JOB. Copy every one of the following records verbatim, reproducing each line without alteration.

EXCERPTED DATA.
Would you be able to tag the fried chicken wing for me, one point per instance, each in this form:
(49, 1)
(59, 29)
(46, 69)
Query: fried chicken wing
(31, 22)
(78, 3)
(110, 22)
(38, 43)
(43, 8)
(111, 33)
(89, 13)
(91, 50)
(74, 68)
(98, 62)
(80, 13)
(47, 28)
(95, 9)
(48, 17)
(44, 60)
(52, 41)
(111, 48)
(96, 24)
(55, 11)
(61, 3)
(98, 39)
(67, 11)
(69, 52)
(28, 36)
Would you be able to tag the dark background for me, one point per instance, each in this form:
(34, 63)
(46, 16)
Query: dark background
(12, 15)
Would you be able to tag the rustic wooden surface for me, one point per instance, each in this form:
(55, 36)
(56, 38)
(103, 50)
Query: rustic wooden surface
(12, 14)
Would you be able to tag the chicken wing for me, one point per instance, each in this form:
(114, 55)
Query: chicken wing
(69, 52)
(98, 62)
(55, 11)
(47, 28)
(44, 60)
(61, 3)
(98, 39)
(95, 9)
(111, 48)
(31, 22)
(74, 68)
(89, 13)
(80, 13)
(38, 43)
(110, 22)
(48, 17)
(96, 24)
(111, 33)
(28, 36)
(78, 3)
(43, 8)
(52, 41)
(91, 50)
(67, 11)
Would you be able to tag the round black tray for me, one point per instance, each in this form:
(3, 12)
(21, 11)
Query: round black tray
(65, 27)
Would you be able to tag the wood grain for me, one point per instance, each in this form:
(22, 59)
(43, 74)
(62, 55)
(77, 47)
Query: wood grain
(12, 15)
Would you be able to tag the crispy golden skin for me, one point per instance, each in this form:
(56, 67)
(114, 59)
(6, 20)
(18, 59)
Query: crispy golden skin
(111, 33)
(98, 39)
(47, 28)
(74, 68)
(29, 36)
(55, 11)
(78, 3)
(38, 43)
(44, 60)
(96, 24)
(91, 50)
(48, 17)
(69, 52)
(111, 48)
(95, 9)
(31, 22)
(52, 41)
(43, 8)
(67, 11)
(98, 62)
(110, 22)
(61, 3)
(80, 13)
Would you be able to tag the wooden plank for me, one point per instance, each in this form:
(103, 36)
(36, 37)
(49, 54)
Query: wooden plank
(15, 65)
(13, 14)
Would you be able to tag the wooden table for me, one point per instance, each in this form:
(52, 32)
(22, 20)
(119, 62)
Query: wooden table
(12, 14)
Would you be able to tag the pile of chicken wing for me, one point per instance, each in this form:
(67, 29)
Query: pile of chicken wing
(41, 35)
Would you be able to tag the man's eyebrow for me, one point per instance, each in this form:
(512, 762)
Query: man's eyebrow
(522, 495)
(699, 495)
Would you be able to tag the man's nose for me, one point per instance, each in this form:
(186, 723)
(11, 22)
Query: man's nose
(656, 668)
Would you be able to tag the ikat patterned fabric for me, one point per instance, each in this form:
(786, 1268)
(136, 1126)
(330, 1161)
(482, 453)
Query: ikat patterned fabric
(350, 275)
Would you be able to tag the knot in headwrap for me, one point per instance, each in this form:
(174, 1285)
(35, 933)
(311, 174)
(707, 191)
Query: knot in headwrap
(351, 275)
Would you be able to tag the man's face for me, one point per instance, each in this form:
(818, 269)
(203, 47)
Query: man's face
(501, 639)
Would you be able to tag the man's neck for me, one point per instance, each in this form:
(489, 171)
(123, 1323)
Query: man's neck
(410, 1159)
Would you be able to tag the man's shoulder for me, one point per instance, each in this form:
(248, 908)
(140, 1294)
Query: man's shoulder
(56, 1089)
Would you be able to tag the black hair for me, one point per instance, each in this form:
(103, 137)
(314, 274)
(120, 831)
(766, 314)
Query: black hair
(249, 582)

ANSWER TO THE PROBLEM.
Would you be able to tag the fried chicken wing for me, one point per instance, each in this form:
(49, 1)
(59, 29)
(46, 69)
Query: fried chicken wing
(31, 22)
(78, 3)
(110, 22)
(38, 43)
(43, 8)
(111, 33)
(89, 13)
(91, 50)
(74, 68)
(98, 62)
(80, 13)
(47, 28)
(95, 9)
(48, 17)
(44, 60)
(52, 41)
(111, 48)
(96, 24)
(55, 11)
(61, 3)
(98, 39)
(67, 11)
(69, 52)
(28, 36)
Would you be able to tag the dark background for me, one point per instance, each in this form:
(34, 63)
(46, 16)
Query: dark background
(12, 15)
Would you be able to tag the rustic wooden surface for me, one point per instance, each in this form:
(55, 36)
(56, 38)
(103, 50)
Query: rustic wooden surface
(12, 14)
Would you be able to tag the chicken wing for me, one point per instance, each in this form:
(114, 55)
Query: chicken wing
(69, 52)
(98, 62)
(55, 11)
(47, 28)
(44, 60)
(61, 3)
(98, 39)
(95, 9)
(111, 48)
(31, 22)
(74, 68)
(89, 13)
(80, 13)
(38, 43)
(110, 22)
(48, 17)
(96, 24)
(111, 33)
(28, 36)
(78, 3)
(43, 8)
(52, 41)
(91, 50)
(67, 11)
Would you be able to tag the round black tray for me, one point per instance, each in this form:
(3, 12)
(21, 11)
Query: round black tray
(65, 27)
Would you be able to tag the wood grain for me, one point per instance, each in this form:
(22, 59)
(43, 74)
(62, 55)
(77, 47)
Query: wood grain
(12, 15)
Would you be able to tag the crispy golden skin for me, one point per instance, each in this form:
(56, 67)
(114, 59)
(6, 20)
(18, 59)
Query: crispy golden skin
(111, 33)
(98, 39)
(47, 28)
(74, 68)
(29, 36)
(55, 11)
(78, 3)
(38, 43)
(44, 60)
(96, 24)
(91, 50)
(48, 17)
(69, 52)
(111, 48)
(95, 9)
(31, 22)
(52, 41)
(43, 8)
(67, 11)
(98, 62)
(110, 22)
(61, 3)
(80, 13)
Would you be able to tag the wooden plank for me, one point per instance, each in this form:
(103, 36)
(36, 37)
(49, 54)
Query: wooden plank
(15, 65)
(13, 14)
Would you be able to tag the wooden table for me, one point per instance, each in this form:
(52, 32)
(22, 20)
(119, 62)
Query: wooden table
(12, 14)
Would you be able to tag the pile of chicken wing for me, one point per instance, each in this form:
(67, 29)
Query: pile of chicken wing
(41, 35)
Would you be able to tag the man's eyebrow for me, one point per instance, each in this form:
(512, 762)
Query: man's eyebrow
(522, 495)
(699, 495)
Would you be able to tag the man's nose for me, one point per instance, each in this form:
(186, 723)
(11, 22)
Query: man's nose
(656, 668)
Would you be able to tag the ikat patterned fabric for me, one point per instance, each in this form:
(786, 1268)
(136, 1126)
(330, 1161)
(482, 453)
Query: ikat patterned fabric
(350, 275)
Would you be able to tag the knot in headwrap for me, one point per instance, each in this form:
(174, 1285)
(35, 933)
(311, 174)
(707, 191)
Query: knot in headwrap
(351, 275)
Would you be able to tag the man's face for me, one point per instance, each in this form:
(818, 269)
(203, 47)
Query: man's face
(501, 639)
Would you be able to tag the man's neck for me, one point per instance, each in this form:
(489, 171)
(123, 1323)
Query: man's neck
(410, 1159)
Would you be able to tag the man's shoulder for me, one point per instance, each in this form:
(248, 908)
(140, 1294)
Query: man's shoulder
(56, 1089)
Would you be able to tag the black hair for me, one point per instance, each in this form:
(103, 137)
(314, 274)
(120, 831)
(766, 314)
Query: black hair
(249, 582)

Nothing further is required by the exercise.